WHAT NEEDS TO BE DONE: Nothing but the lines from the one with "Target | muffin top" down to the one with "Target | browned crust" should be returned, exactly and with both ends included, from the material below.

RECORDS TO USE:

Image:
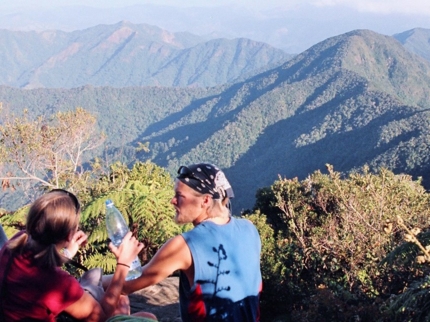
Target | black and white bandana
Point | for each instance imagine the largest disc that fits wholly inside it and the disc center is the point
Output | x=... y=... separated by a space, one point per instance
x=206 y=178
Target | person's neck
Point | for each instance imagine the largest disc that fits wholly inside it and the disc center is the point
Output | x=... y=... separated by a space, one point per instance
x=216 y=220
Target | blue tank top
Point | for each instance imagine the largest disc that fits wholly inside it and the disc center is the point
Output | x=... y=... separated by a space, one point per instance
x=227 y=278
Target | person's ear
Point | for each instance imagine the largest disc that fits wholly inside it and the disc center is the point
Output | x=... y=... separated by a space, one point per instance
x=70 y=236
x=206 y=199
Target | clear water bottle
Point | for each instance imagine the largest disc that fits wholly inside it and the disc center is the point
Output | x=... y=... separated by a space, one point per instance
x=117 y=228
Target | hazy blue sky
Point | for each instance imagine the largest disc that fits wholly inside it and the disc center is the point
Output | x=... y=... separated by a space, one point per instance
x=374 y=6
x=293 y=25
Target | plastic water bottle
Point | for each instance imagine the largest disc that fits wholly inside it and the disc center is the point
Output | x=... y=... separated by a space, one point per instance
x=117 y=228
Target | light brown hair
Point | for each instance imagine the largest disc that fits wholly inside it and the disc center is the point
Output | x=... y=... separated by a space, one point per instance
x=50 y=220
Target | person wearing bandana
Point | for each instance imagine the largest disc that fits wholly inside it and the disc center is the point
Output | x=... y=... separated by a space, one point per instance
x=218 y=260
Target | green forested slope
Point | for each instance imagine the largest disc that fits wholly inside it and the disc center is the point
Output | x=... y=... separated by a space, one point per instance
x=126 y=54
x=353 y=99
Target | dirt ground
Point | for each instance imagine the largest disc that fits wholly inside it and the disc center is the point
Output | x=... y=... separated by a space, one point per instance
x=161 y=299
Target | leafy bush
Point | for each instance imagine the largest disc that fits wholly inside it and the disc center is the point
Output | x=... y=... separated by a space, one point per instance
x=330 y=236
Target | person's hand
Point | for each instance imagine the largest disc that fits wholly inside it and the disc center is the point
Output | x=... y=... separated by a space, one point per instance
x=79 y=239
x=128 y=250
x=122 y=306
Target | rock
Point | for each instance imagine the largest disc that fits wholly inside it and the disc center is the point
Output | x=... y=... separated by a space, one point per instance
x=161 y=299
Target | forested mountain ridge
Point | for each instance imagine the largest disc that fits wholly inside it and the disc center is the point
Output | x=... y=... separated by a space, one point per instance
x=416 y=40
x=355 y=99
x=126 y=54
x=359 y=98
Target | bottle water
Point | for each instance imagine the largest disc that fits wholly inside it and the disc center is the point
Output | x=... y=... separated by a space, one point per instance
x=117 y=228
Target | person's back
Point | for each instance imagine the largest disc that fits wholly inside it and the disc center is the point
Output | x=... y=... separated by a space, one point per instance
x=33 y=292
x=219 y=259
x=227 y=279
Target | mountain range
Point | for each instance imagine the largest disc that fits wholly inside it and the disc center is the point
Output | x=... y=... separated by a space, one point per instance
x=125 y=55
x=360 y=98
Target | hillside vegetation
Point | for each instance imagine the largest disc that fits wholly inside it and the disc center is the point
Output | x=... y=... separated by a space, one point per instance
x=126 y=54
x=355 y=99
x=416 y=41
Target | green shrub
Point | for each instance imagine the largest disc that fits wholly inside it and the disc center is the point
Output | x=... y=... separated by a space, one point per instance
x=331 y=234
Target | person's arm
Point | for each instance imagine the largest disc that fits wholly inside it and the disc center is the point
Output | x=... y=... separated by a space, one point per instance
x=173 y=255
x=87 y=308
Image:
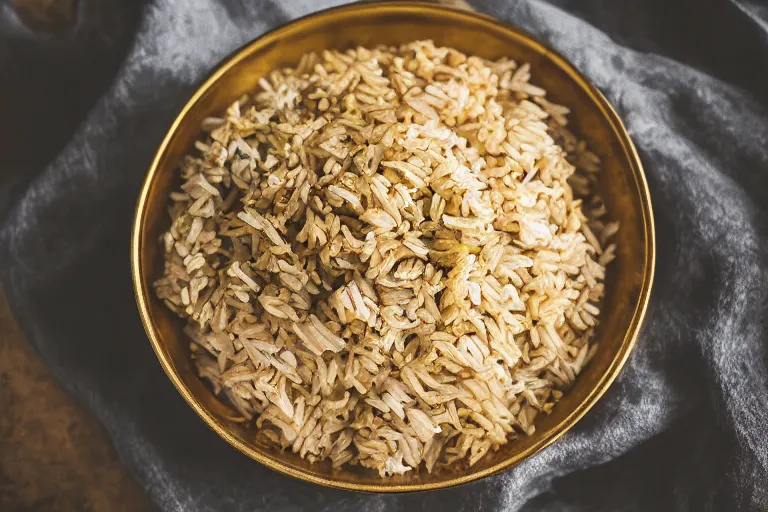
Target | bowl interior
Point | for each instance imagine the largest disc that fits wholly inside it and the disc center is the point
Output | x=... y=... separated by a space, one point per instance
x=622 y=186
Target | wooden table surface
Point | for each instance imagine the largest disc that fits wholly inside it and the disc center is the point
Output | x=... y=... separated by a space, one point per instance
x=53 y=455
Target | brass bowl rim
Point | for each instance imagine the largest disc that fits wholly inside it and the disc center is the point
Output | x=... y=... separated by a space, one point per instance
x=552 y=434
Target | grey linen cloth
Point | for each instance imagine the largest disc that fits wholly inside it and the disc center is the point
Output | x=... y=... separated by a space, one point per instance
x=684 y=427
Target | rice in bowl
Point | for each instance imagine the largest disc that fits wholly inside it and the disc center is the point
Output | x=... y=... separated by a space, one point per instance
x=389 y=257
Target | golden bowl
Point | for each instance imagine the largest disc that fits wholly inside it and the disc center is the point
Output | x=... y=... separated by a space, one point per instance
x=622 y=185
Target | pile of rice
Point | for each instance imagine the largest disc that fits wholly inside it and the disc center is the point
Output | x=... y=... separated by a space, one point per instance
x=384 y=256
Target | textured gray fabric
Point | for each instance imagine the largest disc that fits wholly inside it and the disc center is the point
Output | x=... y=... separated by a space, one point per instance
x=684 y=427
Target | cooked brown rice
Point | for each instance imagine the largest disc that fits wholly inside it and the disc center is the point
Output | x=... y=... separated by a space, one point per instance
x=383 y=257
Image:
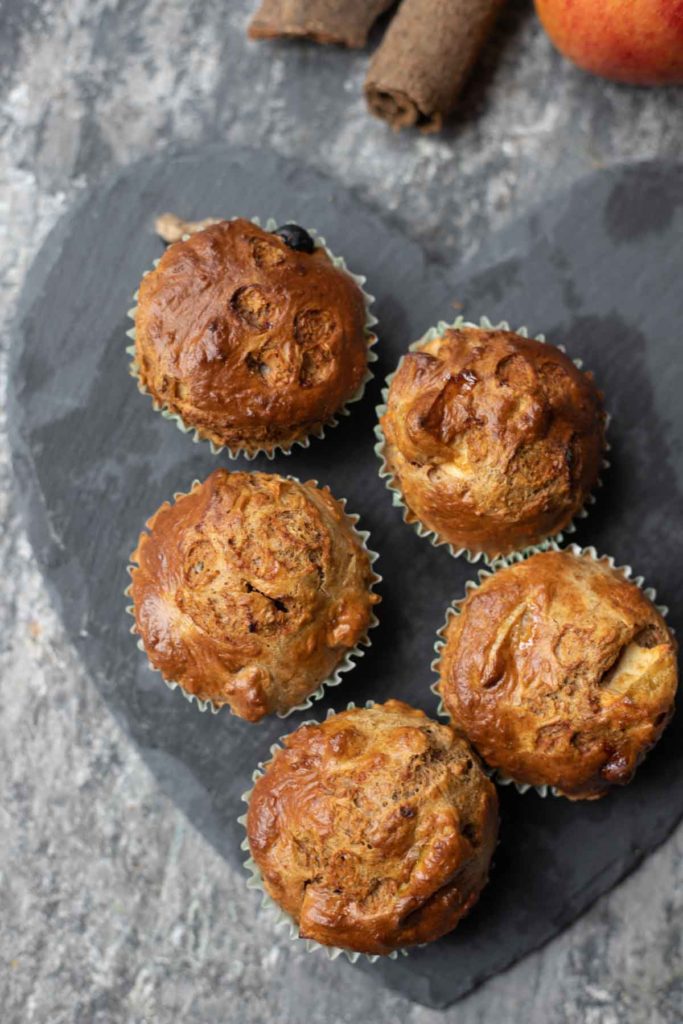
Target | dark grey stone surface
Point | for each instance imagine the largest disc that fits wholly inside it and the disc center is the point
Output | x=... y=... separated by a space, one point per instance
x=116 y=908
x=78 y=426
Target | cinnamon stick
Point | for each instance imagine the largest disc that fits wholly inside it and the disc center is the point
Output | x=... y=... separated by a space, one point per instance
x=345 y=22
x=429 y=48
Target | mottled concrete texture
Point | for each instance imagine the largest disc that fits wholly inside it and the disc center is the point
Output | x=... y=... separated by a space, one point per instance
x=112 y=908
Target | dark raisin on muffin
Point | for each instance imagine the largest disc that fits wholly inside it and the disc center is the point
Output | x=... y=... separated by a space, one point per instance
x=560 y=672
x=374 y=829
x=253 y=338
x=494 y=439
x=250 y=590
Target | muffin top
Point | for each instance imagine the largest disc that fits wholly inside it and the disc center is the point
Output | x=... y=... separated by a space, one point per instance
x=560 y=671
x=375 y=829
x=250 y=341
x=495 y=439
x=250 y=590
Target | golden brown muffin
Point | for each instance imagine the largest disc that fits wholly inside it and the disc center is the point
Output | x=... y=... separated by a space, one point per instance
x=375 y=829
x=560 y=672
x=251 y=342
x=251 y=590
x=494 y=439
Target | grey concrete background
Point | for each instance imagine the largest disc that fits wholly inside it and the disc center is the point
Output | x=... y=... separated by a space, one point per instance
x=112 y=907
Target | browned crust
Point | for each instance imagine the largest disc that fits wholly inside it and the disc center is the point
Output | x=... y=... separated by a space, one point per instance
x=425 y=57
x=253 y=344
x=250 y=590
x=343 y=22
x=560 y=672
x=495 y=440
x=374 y=829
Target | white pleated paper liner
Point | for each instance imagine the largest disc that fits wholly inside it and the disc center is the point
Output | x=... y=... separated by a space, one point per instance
x=256 y=882
x=285 y=449
x=390 y=481
x=346 y=664
x=455 y=608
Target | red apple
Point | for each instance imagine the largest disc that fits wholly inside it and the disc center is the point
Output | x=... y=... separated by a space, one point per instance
x=637 y=41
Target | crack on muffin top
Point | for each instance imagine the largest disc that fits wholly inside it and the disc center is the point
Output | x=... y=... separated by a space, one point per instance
x=250 y=590
x=559 y=671
x=495 y=440
x=375 y=828
x=248 y=340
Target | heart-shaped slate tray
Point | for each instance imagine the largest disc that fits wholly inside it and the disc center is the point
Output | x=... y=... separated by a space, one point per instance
x=598 y=269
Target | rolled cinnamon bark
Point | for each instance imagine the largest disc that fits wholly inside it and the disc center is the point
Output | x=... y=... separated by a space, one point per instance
x=418 y=71
x=345 y=22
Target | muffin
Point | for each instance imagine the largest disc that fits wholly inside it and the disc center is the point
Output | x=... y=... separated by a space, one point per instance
x=255 y=339
x=251 y=590
x=560 y=672
x=493 y=439
x=373 y=830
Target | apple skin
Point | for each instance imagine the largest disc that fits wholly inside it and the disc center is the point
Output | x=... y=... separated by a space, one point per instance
x=635 y=41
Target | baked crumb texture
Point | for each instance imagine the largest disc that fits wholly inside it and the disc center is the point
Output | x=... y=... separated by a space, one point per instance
x=251 y=590
x=375 y=829
x=251 y=343
x=494 y=440
x=560 y=672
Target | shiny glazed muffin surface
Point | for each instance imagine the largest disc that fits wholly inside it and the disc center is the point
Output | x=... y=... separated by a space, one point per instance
x=374 y=829
x=560 y=672
x=494 y=439
x=251 y=342
x=250 y=590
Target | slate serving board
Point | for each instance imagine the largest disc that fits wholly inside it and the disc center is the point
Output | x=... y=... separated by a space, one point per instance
x=598 y=269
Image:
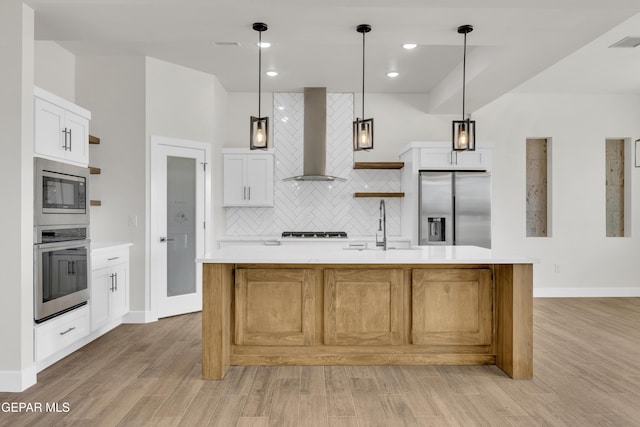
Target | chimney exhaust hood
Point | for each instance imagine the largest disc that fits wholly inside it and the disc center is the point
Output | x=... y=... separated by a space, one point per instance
x=315 y=137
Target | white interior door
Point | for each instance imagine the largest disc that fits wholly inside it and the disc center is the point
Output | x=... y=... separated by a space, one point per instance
x=179 y=207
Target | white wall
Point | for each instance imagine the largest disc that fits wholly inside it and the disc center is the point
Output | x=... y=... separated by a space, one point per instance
x=17 y=370
x=113 y=89
x=55 y=69
x=578 y=126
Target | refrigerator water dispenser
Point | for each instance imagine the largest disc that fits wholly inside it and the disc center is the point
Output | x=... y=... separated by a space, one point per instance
x=436 y=229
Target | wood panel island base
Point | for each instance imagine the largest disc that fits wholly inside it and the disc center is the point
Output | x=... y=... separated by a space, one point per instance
x=431 y=306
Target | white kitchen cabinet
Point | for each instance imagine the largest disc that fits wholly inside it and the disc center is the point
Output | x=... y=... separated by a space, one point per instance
x=445 y=158
x=248 y=179
x=61 y=129
x=57 y=334
x=109 y=286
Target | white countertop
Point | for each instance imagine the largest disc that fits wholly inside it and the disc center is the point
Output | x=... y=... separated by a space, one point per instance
x=321 y=254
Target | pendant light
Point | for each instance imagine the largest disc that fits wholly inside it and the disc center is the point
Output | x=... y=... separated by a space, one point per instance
x=363 y=128
x=259 y=135
x=464 y=131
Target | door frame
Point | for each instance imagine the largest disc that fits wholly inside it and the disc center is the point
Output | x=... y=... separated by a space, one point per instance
x=155 y=257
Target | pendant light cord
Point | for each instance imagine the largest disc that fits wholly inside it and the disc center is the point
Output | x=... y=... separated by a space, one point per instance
x=363 y=33
x=464 y=70
x=260 y=71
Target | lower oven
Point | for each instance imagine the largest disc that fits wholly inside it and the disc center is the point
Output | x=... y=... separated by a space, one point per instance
x=61 y=263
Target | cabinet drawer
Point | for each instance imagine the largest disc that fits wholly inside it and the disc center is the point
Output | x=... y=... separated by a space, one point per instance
x=60 y=332
x=108 y=257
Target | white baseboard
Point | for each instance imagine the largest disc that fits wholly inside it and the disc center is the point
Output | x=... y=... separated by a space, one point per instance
x=17 y=381
x=585 y=292
x=140 y=317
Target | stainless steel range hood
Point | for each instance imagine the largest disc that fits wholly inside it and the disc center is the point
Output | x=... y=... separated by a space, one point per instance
x=315 y=137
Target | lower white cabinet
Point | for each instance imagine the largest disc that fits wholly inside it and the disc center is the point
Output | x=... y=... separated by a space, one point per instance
x=60 y=332
x=109 y=285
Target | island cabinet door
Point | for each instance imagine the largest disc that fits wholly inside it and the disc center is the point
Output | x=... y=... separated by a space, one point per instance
x=363 y=307
x=452 y=306
x=274 y=307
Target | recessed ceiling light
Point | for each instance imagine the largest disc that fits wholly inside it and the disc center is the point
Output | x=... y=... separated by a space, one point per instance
x=227 y=43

FINAL ANSWER:
Target | muffin top
Point | for each instance imagine the largest disc that fits wholly inside it and the disc center is the point
Output | x=... y=... separated by a space, one point per instance
x=560 y=671
x=375 y=829
x=250 y=341
x=495 y=439
x=250 y=590
Target | golden brown muffin
Point | for each instance imagine the largest disc that fits wholly inside it and the disc center is the point
Output | x=... y=... separated by a space, one point per instance
x=375 y=829
x=560 y=672
x=251 y=342
x=251 y=590
x=494 y=439
Target | grey concrete background
Point | for each instance imagine the largest disc that fits wholly inside it and the disc center is the point
Output | x=... y=... separated by a space, one point per instance
x=112 y=907
Target | browned crust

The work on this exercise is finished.